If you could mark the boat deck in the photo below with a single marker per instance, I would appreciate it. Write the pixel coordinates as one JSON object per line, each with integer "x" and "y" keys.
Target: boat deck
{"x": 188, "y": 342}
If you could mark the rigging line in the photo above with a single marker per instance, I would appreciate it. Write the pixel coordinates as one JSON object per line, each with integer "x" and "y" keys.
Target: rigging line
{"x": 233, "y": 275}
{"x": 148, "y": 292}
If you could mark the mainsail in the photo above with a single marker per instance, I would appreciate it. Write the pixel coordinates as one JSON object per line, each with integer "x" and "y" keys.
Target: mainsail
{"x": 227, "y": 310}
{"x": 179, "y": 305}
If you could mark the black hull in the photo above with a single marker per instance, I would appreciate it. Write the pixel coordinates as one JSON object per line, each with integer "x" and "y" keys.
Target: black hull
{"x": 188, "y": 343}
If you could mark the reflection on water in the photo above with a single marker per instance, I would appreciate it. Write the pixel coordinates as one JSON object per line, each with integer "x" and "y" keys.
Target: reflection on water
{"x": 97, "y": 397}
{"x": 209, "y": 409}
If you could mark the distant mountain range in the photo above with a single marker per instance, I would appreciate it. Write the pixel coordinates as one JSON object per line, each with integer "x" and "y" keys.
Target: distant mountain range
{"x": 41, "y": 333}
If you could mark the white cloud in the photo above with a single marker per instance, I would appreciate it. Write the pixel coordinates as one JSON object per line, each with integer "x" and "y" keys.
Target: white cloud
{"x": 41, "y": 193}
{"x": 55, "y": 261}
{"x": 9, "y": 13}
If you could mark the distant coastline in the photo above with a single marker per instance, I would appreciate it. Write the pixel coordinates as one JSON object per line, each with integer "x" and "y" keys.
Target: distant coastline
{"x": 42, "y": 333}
· · ·
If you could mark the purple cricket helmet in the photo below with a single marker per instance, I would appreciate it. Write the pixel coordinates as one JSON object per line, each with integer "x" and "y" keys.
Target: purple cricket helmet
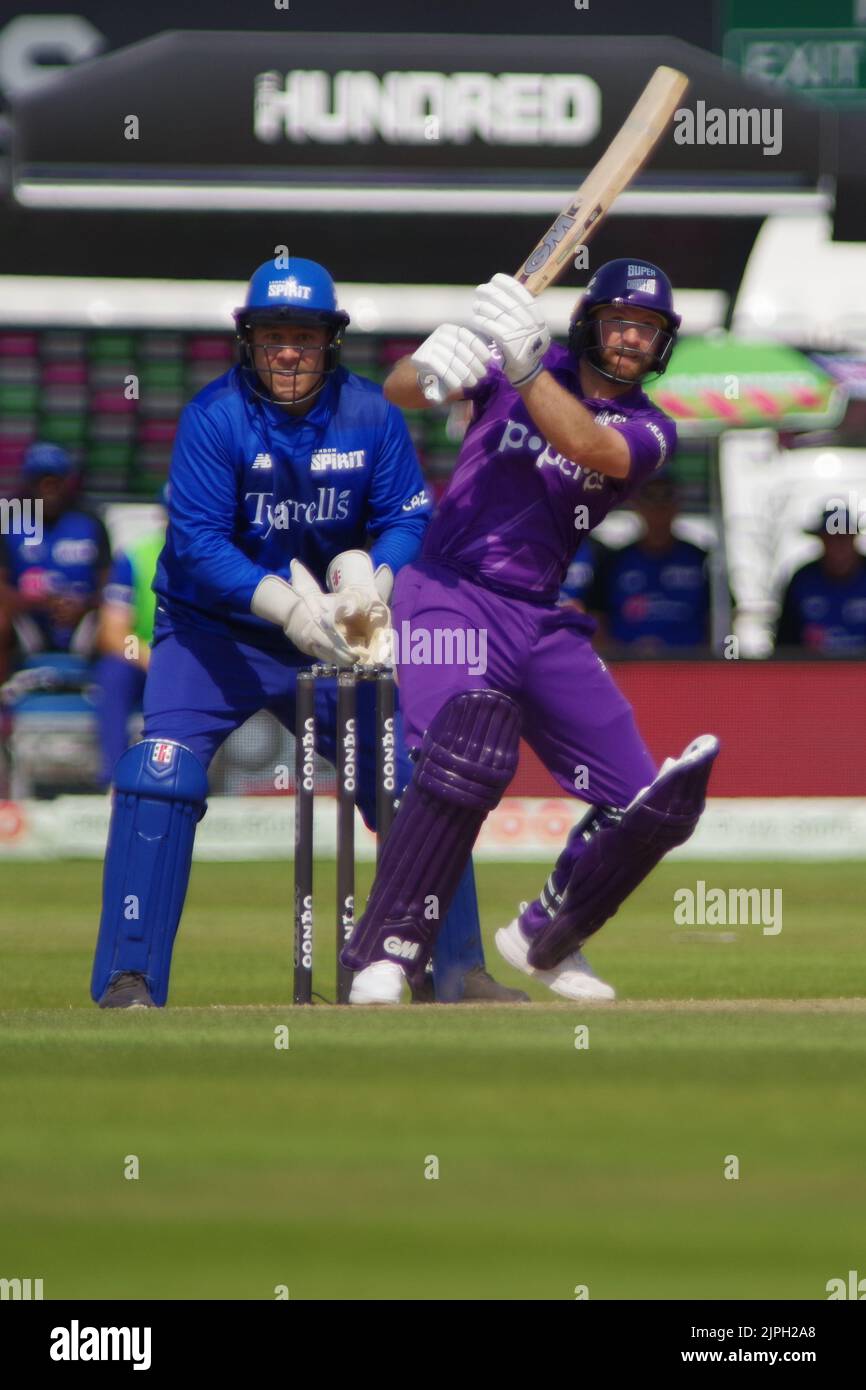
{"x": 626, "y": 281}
· · ·
▶ [EXERCISE TASK]: Please pick out each line in the items above that contains the word "rigging" and copy it in full.

▶ [EXERCISE OUTPUT]:
If you could mark the rigging line in the photo above with a single marker per instance, I would appreciate it. Write the pixel coordinates as one JSON object per line, each with integer "x" and "y" keys.
Target: rigging line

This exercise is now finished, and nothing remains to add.